**** SUPPLIED RECORDS
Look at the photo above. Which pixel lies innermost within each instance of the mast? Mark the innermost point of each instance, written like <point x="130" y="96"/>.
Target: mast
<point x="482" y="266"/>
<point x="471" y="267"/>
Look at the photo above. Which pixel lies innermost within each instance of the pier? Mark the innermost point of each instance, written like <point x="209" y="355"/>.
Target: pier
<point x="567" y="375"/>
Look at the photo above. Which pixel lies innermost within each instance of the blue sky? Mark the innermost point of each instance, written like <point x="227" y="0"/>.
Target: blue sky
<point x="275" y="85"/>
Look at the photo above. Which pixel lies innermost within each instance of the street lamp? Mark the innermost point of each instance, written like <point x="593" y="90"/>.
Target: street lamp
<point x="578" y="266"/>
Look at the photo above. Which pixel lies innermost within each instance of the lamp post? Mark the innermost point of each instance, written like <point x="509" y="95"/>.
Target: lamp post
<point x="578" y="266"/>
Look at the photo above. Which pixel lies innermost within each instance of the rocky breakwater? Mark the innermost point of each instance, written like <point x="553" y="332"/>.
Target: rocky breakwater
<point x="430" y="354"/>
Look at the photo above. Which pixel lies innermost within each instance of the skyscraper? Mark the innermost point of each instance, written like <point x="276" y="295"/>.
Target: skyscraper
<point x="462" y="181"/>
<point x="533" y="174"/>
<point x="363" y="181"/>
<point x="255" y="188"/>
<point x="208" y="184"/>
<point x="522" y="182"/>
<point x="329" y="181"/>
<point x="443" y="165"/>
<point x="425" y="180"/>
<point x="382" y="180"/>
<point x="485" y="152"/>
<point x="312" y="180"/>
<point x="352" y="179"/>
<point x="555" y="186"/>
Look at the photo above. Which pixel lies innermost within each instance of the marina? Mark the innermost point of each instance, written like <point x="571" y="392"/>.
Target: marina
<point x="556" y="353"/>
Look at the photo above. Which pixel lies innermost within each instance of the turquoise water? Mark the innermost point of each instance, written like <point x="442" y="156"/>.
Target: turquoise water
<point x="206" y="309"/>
********
WHAT NEEDS TO BE DONE – Reproduce verbatim the lines from the one containing "of the turquoise" through the end of the entries above, including both of those ends.

RESULT OF THIS EXERCISE –
Look at the photo above. Which pixel lies innermost within each instance of the turquoise water? Mark the innermost point of each instance, written like <point x="442" y="156"/>.
Target: turquoise water
<point x="206" y="309"/>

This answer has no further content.